:: DATA FOR ANALYSIS ::
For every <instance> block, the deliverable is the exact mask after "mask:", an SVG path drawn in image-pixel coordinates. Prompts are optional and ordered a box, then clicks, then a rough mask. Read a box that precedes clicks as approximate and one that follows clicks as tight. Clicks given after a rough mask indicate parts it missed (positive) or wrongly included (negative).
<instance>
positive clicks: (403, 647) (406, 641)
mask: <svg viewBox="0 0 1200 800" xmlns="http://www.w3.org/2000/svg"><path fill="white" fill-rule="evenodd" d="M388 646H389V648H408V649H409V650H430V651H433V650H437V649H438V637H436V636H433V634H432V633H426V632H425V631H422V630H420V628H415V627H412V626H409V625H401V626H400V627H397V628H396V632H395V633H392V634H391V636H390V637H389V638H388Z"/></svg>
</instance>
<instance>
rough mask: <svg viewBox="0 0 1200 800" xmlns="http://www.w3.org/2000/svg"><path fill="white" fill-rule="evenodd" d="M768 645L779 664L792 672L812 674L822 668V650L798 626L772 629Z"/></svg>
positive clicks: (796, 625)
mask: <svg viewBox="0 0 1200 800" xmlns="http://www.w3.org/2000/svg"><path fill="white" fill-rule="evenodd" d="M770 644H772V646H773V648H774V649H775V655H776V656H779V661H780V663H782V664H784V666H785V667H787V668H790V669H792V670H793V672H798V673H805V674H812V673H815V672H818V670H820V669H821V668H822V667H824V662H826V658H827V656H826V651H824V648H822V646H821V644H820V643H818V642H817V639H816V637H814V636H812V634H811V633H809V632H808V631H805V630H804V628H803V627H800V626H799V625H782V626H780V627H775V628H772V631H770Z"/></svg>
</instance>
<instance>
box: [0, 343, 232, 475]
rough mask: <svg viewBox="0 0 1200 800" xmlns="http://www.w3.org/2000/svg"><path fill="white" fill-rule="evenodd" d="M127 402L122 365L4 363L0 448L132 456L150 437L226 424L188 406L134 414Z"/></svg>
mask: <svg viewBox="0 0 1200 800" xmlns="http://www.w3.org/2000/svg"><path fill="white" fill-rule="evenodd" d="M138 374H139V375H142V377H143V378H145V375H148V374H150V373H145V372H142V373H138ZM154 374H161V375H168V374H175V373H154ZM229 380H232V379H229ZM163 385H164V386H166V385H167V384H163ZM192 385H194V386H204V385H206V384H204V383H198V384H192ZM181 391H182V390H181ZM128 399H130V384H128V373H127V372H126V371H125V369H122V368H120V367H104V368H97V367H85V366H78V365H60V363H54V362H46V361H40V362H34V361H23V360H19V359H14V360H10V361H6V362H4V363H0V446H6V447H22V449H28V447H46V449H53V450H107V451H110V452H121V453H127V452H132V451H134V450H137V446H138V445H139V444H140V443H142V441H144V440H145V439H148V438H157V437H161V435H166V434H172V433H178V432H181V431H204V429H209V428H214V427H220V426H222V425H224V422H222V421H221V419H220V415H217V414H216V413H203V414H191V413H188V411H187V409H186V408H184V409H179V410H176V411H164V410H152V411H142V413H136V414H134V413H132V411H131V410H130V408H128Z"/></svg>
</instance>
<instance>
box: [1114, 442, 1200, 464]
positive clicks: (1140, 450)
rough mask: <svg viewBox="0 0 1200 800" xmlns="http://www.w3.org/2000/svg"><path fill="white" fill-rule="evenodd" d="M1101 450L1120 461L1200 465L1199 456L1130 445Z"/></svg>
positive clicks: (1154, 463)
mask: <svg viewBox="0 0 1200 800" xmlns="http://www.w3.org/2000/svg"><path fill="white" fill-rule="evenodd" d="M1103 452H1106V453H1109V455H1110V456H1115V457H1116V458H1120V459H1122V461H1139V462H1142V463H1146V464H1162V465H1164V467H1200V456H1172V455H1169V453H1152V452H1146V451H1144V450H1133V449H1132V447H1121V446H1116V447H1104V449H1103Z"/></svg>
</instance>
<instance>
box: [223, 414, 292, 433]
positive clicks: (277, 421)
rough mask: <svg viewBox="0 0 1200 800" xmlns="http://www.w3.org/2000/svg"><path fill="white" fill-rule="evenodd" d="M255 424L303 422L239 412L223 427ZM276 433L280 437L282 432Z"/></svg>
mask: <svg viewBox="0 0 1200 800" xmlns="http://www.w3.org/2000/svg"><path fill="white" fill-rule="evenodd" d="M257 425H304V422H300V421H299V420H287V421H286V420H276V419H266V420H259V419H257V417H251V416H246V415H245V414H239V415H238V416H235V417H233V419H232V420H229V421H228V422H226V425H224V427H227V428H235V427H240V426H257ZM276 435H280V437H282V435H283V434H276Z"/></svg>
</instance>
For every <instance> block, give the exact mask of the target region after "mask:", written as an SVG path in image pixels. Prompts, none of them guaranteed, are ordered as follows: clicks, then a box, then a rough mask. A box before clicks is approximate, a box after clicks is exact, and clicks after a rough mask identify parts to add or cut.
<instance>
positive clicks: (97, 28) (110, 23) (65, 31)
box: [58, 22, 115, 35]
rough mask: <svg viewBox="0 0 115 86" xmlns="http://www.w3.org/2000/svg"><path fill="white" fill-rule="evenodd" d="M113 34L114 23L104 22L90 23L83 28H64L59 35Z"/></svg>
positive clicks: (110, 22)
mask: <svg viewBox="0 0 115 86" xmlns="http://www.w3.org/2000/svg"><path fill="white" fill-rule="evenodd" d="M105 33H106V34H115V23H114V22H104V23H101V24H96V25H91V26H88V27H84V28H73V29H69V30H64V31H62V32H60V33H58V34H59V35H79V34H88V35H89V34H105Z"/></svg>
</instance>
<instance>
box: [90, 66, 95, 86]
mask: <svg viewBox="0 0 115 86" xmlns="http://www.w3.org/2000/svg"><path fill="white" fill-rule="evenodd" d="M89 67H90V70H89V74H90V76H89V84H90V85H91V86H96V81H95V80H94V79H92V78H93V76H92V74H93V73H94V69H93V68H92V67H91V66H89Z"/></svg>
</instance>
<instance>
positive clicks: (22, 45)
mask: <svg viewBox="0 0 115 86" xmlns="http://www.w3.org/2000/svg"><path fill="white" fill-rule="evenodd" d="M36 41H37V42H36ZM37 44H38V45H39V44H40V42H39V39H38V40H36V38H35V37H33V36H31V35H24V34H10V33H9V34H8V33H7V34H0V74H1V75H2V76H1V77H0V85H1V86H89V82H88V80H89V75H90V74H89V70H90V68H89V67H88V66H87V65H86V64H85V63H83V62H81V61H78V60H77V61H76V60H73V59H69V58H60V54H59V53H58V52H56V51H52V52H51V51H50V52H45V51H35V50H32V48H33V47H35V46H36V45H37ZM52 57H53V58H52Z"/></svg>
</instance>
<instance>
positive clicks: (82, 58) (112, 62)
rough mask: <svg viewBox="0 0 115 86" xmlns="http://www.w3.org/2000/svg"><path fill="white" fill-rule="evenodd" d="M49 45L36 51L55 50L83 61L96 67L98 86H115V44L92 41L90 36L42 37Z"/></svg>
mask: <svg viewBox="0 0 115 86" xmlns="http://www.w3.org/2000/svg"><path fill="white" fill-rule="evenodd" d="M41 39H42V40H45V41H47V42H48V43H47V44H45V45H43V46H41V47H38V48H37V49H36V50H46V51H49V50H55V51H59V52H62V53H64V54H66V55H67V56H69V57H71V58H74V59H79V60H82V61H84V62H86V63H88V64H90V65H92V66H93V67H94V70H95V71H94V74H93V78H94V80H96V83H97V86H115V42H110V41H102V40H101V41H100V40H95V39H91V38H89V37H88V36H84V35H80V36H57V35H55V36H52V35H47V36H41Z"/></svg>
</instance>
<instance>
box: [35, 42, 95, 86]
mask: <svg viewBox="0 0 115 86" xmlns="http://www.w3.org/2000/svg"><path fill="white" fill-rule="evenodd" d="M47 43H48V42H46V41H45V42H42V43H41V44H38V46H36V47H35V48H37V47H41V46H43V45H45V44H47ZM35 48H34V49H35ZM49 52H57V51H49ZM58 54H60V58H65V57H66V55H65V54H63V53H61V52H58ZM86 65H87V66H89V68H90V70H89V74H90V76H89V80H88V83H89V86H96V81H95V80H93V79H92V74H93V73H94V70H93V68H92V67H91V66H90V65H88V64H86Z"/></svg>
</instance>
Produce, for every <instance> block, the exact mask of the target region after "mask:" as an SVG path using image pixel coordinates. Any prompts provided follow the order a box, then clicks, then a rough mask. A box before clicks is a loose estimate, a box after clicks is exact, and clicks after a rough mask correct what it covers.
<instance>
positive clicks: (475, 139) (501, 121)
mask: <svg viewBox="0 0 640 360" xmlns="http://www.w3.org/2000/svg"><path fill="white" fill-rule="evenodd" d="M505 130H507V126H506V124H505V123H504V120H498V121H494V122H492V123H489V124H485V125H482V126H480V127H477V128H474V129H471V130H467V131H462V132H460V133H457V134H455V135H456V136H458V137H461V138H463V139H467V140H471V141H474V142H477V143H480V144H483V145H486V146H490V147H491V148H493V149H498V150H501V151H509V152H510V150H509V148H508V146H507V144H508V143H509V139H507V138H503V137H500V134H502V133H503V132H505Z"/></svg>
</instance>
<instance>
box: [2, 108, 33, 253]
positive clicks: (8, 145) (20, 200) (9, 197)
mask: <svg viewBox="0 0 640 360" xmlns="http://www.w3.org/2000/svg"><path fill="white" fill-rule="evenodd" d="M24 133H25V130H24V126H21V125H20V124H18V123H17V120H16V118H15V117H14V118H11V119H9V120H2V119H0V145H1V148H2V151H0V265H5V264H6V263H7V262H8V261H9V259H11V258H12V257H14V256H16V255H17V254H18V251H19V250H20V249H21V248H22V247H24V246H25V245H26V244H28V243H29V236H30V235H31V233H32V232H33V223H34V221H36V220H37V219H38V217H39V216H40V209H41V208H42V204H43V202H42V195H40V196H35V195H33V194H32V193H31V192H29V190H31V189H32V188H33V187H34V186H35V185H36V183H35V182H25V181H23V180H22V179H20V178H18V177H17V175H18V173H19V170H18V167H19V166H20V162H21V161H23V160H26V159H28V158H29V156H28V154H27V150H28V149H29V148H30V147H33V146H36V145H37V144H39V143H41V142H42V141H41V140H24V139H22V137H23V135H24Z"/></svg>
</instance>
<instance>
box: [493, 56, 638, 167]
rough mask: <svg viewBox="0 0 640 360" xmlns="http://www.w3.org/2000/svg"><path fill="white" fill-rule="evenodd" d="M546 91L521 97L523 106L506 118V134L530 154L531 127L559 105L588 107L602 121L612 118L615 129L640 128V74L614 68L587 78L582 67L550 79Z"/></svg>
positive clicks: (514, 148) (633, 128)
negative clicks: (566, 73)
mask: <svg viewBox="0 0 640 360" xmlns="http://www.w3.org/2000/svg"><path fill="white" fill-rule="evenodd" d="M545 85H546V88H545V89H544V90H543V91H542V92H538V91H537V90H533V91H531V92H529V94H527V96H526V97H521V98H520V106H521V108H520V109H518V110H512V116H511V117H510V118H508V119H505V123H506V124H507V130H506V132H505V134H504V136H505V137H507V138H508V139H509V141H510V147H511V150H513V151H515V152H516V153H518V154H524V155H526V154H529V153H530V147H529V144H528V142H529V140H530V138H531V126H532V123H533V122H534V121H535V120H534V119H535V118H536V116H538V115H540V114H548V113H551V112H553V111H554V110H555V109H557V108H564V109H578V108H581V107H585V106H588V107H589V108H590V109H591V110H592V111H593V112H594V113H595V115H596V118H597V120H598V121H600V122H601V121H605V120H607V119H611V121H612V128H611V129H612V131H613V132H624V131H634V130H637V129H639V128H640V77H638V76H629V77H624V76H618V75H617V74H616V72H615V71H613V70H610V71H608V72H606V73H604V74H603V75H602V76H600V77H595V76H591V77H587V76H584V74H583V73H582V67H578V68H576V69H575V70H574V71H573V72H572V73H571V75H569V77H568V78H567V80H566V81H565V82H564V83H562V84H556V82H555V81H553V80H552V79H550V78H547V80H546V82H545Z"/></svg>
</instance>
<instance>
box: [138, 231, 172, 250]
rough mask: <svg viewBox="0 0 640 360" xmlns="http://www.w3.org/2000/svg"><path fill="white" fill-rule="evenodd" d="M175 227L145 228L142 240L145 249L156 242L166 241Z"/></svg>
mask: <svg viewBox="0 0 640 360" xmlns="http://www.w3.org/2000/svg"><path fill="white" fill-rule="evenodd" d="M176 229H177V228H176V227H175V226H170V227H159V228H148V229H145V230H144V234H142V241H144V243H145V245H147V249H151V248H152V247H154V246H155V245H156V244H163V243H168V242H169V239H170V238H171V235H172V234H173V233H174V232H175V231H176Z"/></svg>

:: TO DO ::
Each line of the listing that includes the word "block" should be copied out.

:: ANSWER SPACE ::
For every <instance> block, the deliverable is the exact mask after "mask:", an SVG path drawn in image-pixel coordinates. Prompts are optional and ordered a box, then clicks, then a rough mask. Read a box that precedes clicks as approximate and one that follows clicks as tight. Clicks given after a rough mask indicate parts it missed (positive) or wrongly included (negative).
For every <instance> block, give the exact mask of the target region after "mask:", written as an SVG path in image pixels. Prompts, none of them guaranteed, are ordered as follows: clicks, then a box, then a rough mask. A box before clicks is approximate, a box after clicks is exact, and clicks after a rough mask identify parts to add or cut.
Produce, for every <instance> block, the exact mask of the target region after "mask:" as an SVG path using image pixel coordinates. Any prompts provided follow the order a box, then clicks, then a rough mask. A box before clicks is a loose estimate, a box after clicks is exact, and clicks after a rough mask correct what it covers.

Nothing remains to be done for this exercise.